- Task description -
Which lines of the records below contain the word "round"? Show each one.

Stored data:
--- START ---

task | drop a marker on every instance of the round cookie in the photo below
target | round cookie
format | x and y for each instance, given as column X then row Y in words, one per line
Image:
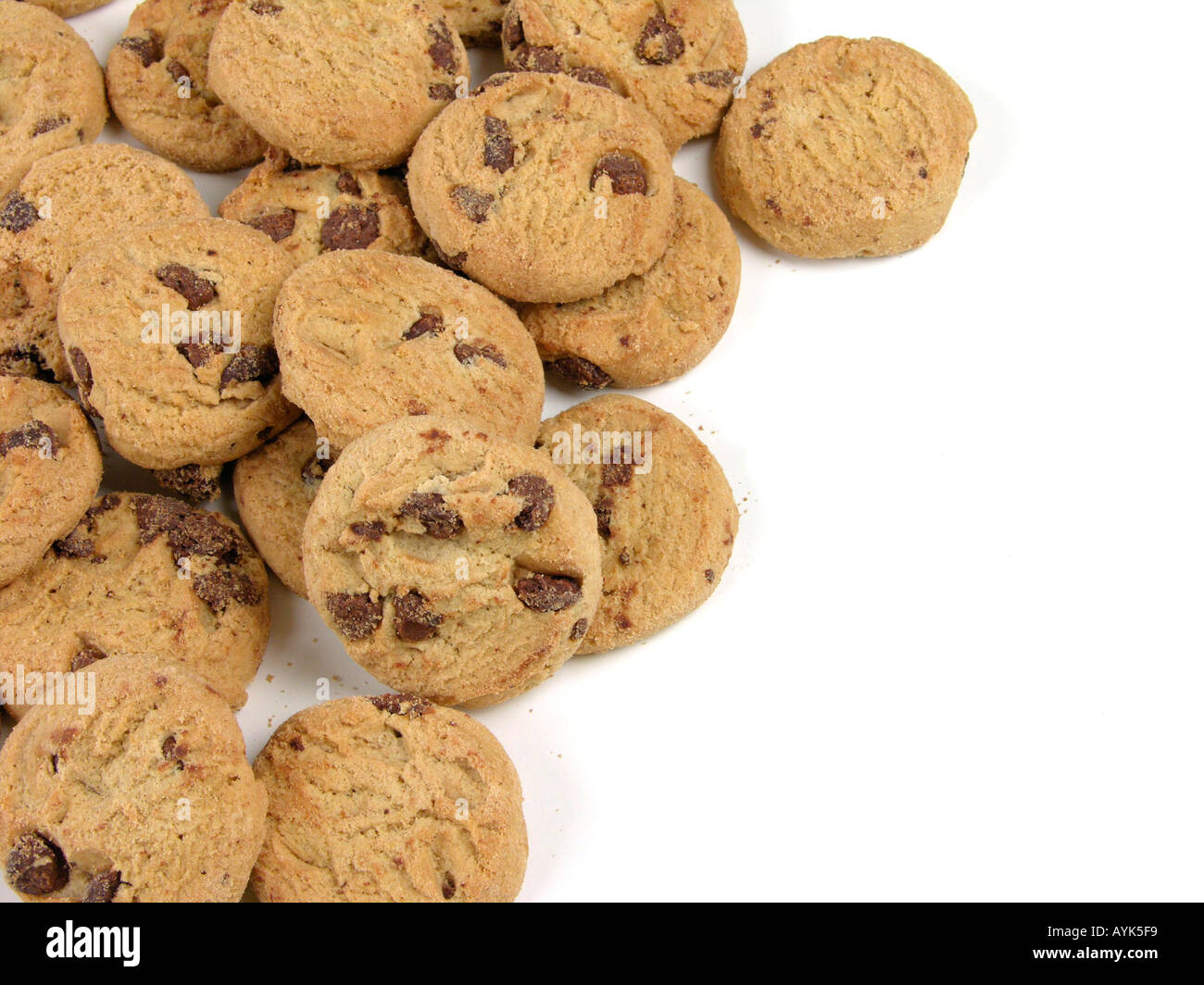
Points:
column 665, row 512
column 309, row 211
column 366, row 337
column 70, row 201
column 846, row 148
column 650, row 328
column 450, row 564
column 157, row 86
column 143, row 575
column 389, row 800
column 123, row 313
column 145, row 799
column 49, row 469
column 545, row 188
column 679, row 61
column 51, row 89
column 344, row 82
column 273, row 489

--- END ---
--- START ---

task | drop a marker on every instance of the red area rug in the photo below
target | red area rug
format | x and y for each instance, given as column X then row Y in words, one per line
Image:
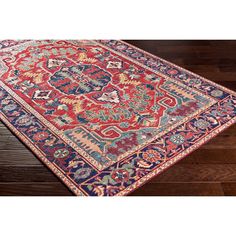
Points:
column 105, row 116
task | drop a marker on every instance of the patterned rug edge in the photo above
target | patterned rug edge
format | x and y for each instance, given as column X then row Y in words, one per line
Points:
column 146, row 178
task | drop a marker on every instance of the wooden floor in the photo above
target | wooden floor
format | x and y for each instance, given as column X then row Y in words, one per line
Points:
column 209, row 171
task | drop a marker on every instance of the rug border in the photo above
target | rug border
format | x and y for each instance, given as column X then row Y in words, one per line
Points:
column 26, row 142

--- END ---

- Problem solution -
task | drop a marker on every instance of the round cookie in the photo below
target | round cookie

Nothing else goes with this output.